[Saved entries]
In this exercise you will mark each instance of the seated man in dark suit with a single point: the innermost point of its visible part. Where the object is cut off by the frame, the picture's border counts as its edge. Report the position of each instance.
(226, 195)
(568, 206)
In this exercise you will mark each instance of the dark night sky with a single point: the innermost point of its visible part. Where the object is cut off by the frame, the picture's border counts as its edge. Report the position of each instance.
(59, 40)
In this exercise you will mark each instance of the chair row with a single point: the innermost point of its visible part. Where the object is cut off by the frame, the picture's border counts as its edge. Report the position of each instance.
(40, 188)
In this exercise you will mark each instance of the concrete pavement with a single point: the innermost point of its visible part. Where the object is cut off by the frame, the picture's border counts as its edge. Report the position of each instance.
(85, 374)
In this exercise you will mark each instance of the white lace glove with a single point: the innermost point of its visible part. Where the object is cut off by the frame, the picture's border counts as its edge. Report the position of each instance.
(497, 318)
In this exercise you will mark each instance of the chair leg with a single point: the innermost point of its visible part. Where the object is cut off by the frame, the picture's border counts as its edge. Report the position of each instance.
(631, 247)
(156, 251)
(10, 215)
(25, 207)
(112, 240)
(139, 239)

__Prompt__
Print every entry exactly.

__Answer for the task__
In this exercise you will mark each instance of the seated man in dark suit with a single point: the innermost point of its visible part. Where the object is cut off by the frame, the picture's border counts as its edge. Report the position of each instance.
(226, 195)
(568, 206)
In this exercise you will mark each instance of the dark night sky with a single point: the innermost point of its visible part. Where the object is cut off by the frame, the picture's border counts as its edge. Report the position of each instance.
(59, 40)
In this exercise you will mark each instance of the chair row with a single point: the innermost point of its visible part. Where the object is cut off by the frame, the picture's border counts as its edge. Report the position of each instance.
(40, 188)
In this exercise you will mark each instance of the concrete pavement with a single point: the innermost point of its visible part. Where the object is cut off by the frame, the picture's border counts as its edge. Report the position of each instance.
(85, 374)
In this exercise you will mark each instance of the white lace glove with a single point: the innermost point of its visible part. Where the object is cut off by the frame, the picture's border counts as its edge. Report the position of each instance.
(497, 318)
In this exercise you will mark each instance of the chair leg with a single point: the innermost point of its visible part. Where the object is cut off by the frame, the picture's border counts as its edge. Report the position of each instance.
(631, 247)
(156, 251)
(10, 215)
(25, 207)
(112, 240)
(139, 239)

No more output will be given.